_Task details_
Copy the lines that follow, keeping every character the same.
***** Records provided
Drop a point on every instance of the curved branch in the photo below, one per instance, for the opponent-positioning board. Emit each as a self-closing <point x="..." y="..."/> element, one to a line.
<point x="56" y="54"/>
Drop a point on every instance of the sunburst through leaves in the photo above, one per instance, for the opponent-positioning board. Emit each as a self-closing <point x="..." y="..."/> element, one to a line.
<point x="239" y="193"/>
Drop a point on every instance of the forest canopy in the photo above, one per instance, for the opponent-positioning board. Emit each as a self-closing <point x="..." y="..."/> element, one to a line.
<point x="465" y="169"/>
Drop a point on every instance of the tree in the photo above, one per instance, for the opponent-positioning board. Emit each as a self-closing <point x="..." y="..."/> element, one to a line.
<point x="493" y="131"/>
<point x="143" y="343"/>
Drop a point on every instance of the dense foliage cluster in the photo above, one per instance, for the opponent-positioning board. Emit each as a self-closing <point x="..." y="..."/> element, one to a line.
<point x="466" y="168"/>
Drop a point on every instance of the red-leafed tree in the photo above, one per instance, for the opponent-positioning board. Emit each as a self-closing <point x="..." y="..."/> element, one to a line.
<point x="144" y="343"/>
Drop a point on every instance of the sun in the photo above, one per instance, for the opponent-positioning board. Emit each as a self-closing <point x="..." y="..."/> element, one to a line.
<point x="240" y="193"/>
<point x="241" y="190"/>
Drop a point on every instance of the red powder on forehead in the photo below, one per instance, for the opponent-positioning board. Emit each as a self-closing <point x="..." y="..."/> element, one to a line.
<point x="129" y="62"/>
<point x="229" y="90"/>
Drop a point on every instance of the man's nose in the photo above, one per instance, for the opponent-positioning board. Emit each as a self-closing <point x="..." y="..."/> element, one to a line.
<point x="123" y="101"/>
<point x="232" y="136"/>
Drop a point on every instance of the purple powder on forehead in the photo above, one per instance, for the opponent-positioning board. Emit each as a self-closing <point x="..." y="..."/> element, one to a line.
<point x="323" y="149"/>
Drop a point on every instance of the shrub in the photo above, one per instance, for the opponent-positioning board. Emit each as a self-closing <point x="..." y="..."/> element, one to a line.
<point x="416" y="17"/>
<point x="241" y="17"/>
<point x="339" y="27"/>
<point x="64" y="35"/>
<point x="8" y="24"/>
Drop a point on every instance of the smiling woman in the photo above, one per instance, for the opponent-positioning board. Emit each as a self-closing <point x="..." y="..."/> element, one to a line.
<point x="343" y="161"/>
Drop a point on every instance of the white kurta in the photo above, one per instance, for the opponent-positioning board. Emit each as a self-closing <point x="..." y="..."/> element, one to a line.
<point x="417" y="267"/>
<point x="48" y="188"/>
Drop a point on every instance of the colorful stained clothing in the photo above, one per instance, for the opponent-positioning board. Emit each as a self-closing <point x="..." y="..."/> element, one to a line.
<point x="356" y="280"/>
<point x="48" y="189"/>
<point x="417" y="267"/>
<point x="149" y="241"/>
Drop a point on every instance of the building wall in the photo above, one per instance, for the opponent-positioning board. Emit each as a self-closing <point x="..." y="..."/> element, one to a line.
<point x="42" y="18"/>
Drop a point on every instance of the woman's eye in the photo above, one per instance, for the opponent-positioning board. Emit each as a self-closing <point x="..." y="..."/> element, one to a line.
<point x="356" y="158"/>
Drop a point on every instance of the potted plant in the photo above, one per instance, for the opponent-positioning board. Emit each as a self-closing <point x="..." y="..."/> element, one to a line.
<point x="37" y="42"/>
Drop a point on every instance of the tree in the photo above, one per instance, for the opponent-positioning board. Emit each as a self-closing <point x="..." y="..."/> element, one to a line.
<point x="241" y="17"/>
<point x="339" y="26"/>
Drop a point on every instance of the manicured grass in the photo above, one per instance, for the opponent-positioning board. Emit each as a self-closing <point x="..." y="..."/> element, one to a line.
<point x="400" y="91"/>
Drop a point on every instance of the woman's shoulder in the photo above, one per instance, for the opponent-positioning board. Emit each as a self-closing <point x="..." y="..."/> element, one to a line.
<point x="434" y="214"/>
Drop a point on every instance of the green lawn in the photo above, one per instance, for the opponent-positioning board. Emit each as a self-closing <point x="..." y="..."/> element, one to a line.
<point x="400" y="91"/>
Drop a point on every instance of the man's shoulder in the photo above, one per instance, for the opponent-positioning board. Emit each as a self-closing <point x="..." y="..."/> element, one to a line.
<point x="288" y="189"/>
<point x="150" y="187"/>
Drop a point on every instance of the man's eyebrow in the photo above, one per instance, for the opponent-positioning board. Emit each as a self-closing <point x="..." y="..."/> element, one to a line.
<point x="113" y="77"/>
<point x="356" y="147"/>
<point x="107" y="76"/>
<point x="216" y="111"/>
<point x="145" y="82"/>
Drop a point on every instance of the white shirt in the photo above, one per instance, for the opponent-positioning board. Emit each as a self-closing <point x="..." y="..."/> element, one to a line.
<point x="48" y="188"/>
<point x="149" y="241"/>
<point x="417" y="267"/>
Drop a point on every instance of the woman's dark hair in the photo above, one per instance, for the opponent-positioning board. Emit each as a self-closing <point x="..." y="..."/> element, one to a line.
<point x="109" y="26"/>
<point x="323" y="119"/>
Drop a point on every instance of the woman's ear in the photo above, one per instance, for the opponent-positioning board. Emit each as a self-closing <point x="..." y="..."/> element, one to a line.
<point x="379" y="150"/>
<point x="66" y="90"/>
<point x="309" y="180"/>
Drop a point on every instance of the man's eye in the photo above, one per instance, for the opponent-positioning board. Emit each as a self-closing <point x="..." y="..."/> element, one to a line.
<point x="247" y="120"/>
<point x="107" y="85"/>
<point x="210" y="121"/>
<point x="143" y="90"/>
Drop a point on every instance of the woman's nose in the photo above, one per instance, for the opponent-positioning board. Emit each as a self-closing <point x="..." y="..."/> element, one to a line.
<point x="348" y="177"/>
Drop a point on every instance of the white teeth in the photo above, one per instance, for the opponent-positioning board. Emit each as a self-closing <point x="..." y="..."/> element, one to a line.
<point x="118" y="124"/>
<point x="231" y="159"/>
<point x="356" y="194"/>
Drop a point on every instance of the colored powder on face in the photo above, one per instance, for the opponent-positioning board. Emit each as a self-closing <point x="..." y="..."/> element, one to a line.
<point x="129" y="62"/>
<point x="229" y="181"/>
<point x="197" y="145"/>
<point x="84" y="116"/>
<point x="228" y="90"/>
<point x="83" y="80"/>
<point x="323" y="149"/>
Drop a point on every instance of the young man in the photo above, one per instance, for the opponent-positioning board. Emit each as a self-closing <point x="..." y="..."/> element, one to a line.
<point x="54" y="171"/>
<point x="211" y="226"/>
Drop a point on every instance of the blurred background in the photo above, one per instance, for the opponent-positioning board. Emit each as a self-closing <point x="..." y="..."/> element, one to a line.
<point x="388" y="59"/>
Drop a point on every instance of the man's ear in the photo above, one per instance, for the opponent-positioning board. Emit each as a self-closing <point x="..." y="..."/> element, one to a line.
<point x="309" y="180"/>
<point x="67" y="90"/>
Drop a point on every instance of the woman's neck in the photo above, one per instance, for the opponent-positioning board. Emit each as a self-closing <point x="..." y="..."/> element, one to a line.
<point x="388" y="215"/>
**********
_Solved exercise_
Drop a point on every instance of the curved branch in the photo below, one per instance, for the opponent-positioning board. Emit each as a self-closing <point x="..." y="..."/> element, one to a line.
<point x="56" y="54"/>
Drop a point on every instance of the sunburst through leaves in the photo above, one per instance, for the opponent-positioning board. Emit each as a self-closing <point x="..." y="..."/> element, one to a line.
<point x="239" y="193"/>
Drop a point on every instance of the forest canopy in the photo above, one per instance, for the opponent-positioning board. Emit each as a self-closing <point x="..." y="..."/> element, one to a line.
<point x="465" y="169"/>
Drop a point on every instance of the tree in the photo above, one per instance, for the opponent-positioning board. Emit each as a self-closing <point x="..." y="..."/> element, one to a line.
<point x="493" y="131"/>
<point x="143" y="343"/>
Drop a point on every instance of the dense foliage cluster in the photo above, one per instance, for the opponent-positioning board. Emit each as a self-closing <point x="..." y="..."/> element, one to a line.
<point x="466" y="168"/>
Drop a point on every instance of the red-leafed tree in the photo above, one per instance, for the opponent-positioning board. Emit each as a self-closing <point x="..." y="..."/> element, one to a line.
<point x="144" y="343"/>
Drop a point on every instance of the sun in the photo above, one per instance, for the opponent-positioning board. Emit each as a self-closing <point x="..." y="..."/> element, one to a line.
<point x="240" y="193"/>
<point x="241" y="190"/>
Drop a point on every instance of the red powder on forehead in the photo below, one per instance, for the opponent-positioning board. Emit each as a self-closing <point x="..." y="..."/> element, one to a line.
<point x="129" y="62"/>
<point x="229" y="90"/>
Drop a point on every instance of the man's nose in the photo above, one per instance, for the opponent-positioning board. Emit each as a self-closing <point x="..." y="..."/> element, one to a line.
<point x="123" y="101"/>
<point x="232" y="136"/>
Drop a point on every instance of the purple powder on forehead in the photo above, one per instance, for the opponent-positioning board. Emit each as a self-closing <point x="..." y="..."/> element, one to a line.
<point x="323" y="149"/>
Drop a point on every instance of the shrub in the photo above, one per instance, for the opponent-positioning board. Emit each as a self-closing <point x="..." y="..."/> element, one to a line.
<point x="416" y="17"/>
<point x="241" y="17"/>
<point x="339" y="27"/>
<point x="64" y="35"/>
<point x="8" y="24"/>
Drop a point on every instance of the smiling woman in the photo above, one per instance, for the opponent-positioning board. Emit each as a self-closing <point x="..." y="..."/> element, one to a line.
<point x="343" y="161"/>
Drop a point on every instance of the white kurta in the photo above, one per instance, for the opponent-positioning board. Emit each as a self-closing <point x="..." y="..."/> element, one to a line.
<point x="417" y="267"/>
<point x="48" y="188"/>
Drop a point on every instance of the colorful stained clothing in the photo above, one per instance, for the opponent-positioning board. Emit each as a self-closing <point x="..." y="..."/> element, one to a line.
<point x="356" y="280"/>
<point x="48" y="189"/>
<point x="417" y="267"/>
<point x="149" y="241"/>
Drop a point on every instance of the building wall in the photo above, one per instance, for the opponent-positioning board. Emit each as a self-closing <point x="..." y="..."/> element, one to a line.
<point x="42" y="18"/>
Drop a point on every instance of the woman's eye in the photo above, one per instance, for the opponent-positioning board. Emit each as a self-closing <point x="..." y="..."/> element, one to a line.
<point x="356" y="158"/>
Drop a point on every instance of the potted plant in the photo above, one per instance, for the opponent-positioning board. Emit each as a self-closing <point x="..." y="..."/> element, one to a line.
<point x="37" y="42"/>
Drop a point on every instance of the tree in the photo above, one per instance, for the opponent-positioning board. Emit each as a self-closing <point x="..." y="..."/> element, one to a line.
<point x="241" y="17"/>
<point x="339" y="26"/>
Drop a point on every instance of the manicured grass in the photo above, one per instance, for the opponent-positioning board. Emit each as a self-closing <point x="..." y="..."/> element, one to a line.
<point x="400" y="91"/>
Drop a point on every instance of the woman's shoulder in the photo above, one per instance, for the opponent-positioning board. Emit each as a self-closing <point x="..." y="..."/> element, one to a line.
<point x="434" y="214"/>
Drop a point on every instance of the green lawn in the photo above, one per instance, for the opponent-positioning board. Emit each as a self-closing <point x="..." y="..."/> element, one to a line.
<point x="400" y="91"/>
Drop a point on every instance of the man's shoulder in the photo above, one per instance, for the opponent-positioning board. Emit each as a self-closing <point x="..." y="..."/> element, one to a line.
<point x="288" y="189"/>
<point x="150" y="187"/>
Drop a point on every instance of the man's eyebrow in the photo above, one per instance, for the opponent-positioning board. Emit each as a self-closing <point x="..." y="..."/> element, one to a line.
<point x="113" y="77"/>
<point x="356" y="147"/>
<point x="107" y="76"/>
<point x="216" y="111"/>
<point x="145" y="82"/>
Drop a point on every instance of the white shirt in the photo above, one per instance, for the opponent-positioning board. Emit each as a self-closing <point x="..." y="..."/> element, one to a line.
<point x="48" y="188"/>
<point x="149" y="241"/>
<point x="417" y="267"/>
Drop a point on every instance of the woman's dark hair in the photo above, one per instance, for the opponent-positioning board. Emit each as a self-closing <point x="..." y="..."/> element, one to a line.
<point x="109" y="26"/>
<point x="323" y="119"/>
Drop a point on every instance of the woman's ear in the photo above, one per instance, for the opponent-positioning board. Emit each as a self-closing <point x="..." y="..."/> element, one to a line.
<point x="379" y="150"/>
<point x="66" y="90"/>
<point x="309" y="180"/>
Drop a point on every instance of the man's eye in the photo above, one per instance, for the opponent-positioning board. Emit each as a self-closing <point x="..." y="..."/> element, one to a line.
<point x="247" y="120"/>
<point x="107" y="85"/>
<point x="210" y="121"/>
<point x="143" y="90"/>
Drop a point on every instance of the woman's nose in the photo above, one per instance, for the opponent-positioning board. Emit each as a self-closing <point x="..." y="..."/> element, one to a line.
<point x="348" y="177"/>
Drop a point on every instance of the white teeth in the photo above, one per instance, for the opponent-positioning board. Emit each as a self-closing <point x="..." y="..."/> element, one to a line.
<point x="118" y="124"/>
<point x="231" y="159"/>
<point x="356" y="194"/>
Drop a point on every instance of the colored powder on face in the photo above, one per instance, for the opponent-positioning board. Emit each as a self-closing <point x="..." y="..."/> element, one to a line.
<point x="129" y="62"/>
<point x="229" y="181"/>
<point x="197" y="145"/>
<point x="84" y="116"/>
<point x="228" y="90"/>
<point x="83" y="80"/>
<point x="323" y="149"/>
Drop a point on every instance of the young man in the photo above, one per instance, for the opponent-positioning board. Emit each as a self-closing <point x="..." y="..."/> element, one to a line.
<point x="54" y="171"/>
<point x="211" y="226"/>
Drop a point on every instance of the blurred background in the photo above, one per instance, for the opponent-positioning board. Emit each as a self-closing <point x="..." y="..."/> element, one to a line.
<point x="388" y="59"/>
Drop a point on every instance of the man's ear in the photo above, one per instance, for the opponent-positioning board. Emit each as a self-closing <point x="..." y="..."/> element, one to a line.
<point x="309" y="180"/>
<point x="67" y="90"/>
Drop a point on every instance of the woman's neck in the photo above, one per instance, for the opponent-positioning board. Emit each as a self-closing <point x="..." y="..."/> element, one to a line.
<point x="388" y="215"/>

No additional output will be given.